==== Extract to read ====

Imagine having ready access to thousands of images, documents and diaries reflecting the complex and powerful past of California. Now imagine students reading transcribed oral histories for a school paper or teachers pulling together archived newspaper articles and political cartoons to help them draw their pupils into the classroom experience. This is the type of rich educational process that we all imagine.
Luckily we no longer have to just imagine, as a resource supporting these very kinds of activities and more has just come into existence. Calisphere (http://www.calisphere.universityofcalifornia.edu/) is a website recently launched by the California Digital Library of the University of California in order to present the vast digital resources of the UC system in a way that is easily useful by teachers and students.
Described as “the University of California’s free public gateway to a world of primary sources,” the site brings into the limelight a vast collection of over 150,000 digital items available for searching, download and use. Teachers, students and the general public can find amazing photographs from significant times and eras, from the crumbled streets of San Francisco after the 1906 earthquake to protests during the Free Speech Movement.
Designed especially to help bring primary sources into K-12 classrooms, the site is organized into four areas that have some overlap. First are what have been labeled “Themed Collections.” These are groupings of content organized by discrete time periods with original contextual essays pulling everything together. Time periods begin with the “Gold Rush Era” (1848-1865) and end with a period entitled “Social Reform”‘ (1950s-1970s). Under each section are a handful of subtopics.
For instance, in the “Gold Rush” themed collection is the topic “Diversity in the Changing State.” Included on the page for this subject are twenty photographs and illustrations. One of the photographs is captioned “Morning Council on the Merced” and depicts a formal meeting of Native Americans. One of the illustration shows Mongolian mine washers at work.
Along with the images are suggested discussion questions (“What ethnic groups lived in California in the mid-1800s?” and “Why did people from all over the world come to California?”), a quick description of the images, a short overview of the topic, and a listing of the California Content standards, by grade level and subject, for which this material would be appropriate.

==== Provided information ====

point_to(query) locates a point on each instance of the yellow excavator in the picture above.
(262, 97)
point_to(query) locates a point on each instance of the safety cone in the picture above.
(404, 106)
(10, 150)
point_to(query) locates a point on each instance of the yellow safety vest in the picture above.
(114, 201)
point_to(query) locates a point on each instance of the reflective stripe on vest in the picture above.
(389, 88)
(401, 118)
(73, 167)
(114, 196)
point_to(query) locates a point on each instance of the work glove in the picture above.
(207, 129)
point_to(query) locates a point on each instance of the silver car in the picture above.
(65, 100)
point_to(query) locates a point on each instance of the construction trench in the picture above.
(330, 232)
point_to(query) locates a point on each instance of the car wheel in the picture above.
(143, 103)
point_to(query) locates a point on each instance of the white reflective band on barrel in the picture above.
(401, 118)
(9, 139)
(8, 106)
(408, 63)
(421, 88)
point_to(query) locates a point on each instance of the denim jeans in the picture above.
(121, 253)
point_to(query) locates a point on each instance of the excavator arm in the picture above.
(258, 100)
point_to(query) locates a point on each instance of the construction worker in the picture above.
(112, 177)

====

_List of tasks_
- a) Summarize the article about Calisphere in two sentences.
- b) Carry on the article about Calisphere from the point where it ends.
These entries are material apart from the article about Calisphere.

_Answers to the exercises_
- a) Calisphere is a website recently launched by the California Digital Library of the University of California that makes over 150,000 digital items from the UC system available for searching, download and use by teachers, students and the general public. Designed especially for K-12 classrooms, it is organized into four areas, the first being "Themed Collections" grouped by time periods from the "Gold Rush Era" to "Social Reform," whose subtopics include images, discussion questions, short overviews and a list of matching California Content standards.

- b)
The next area is entitled “California Cultures” and offers rich lesson plans with associated images and primary source material organized around the experiences of four ethnic groups: African Americans, Asian Americans, Hispanics Americans, and Native Americans. Two examples show the breadth and uniqueness of this content.
The first is a lesson that can be tailored for grades 4-8 and centers on the life of Dr. Ralph J. Bunch, who was the first African American to be given the Novel Peace Prize. In addition to focusing on this man’s life, the material provides a look at Jim Crow laws and segregation. The second example is a lesson designed for grades spanning 8-12, and examines the history of the Los Angeles Dodgers’ stadium, specifically the impact on the established Mexican-American community that was dislocated in order to build the sports facility.
The third area of the site is essentially a pass-through to the Japanese American Relocation Digital Archive, which provides access to documents, oral histories and other material regarding the internment of Japanese-Americans during World War II. Users can browse this powerful collection by standard categories such as region or photographer/artist, but can also go directly to sets of material about specific assembly centers, such as Tanforan, or Internment Camps, such as Tule Lake.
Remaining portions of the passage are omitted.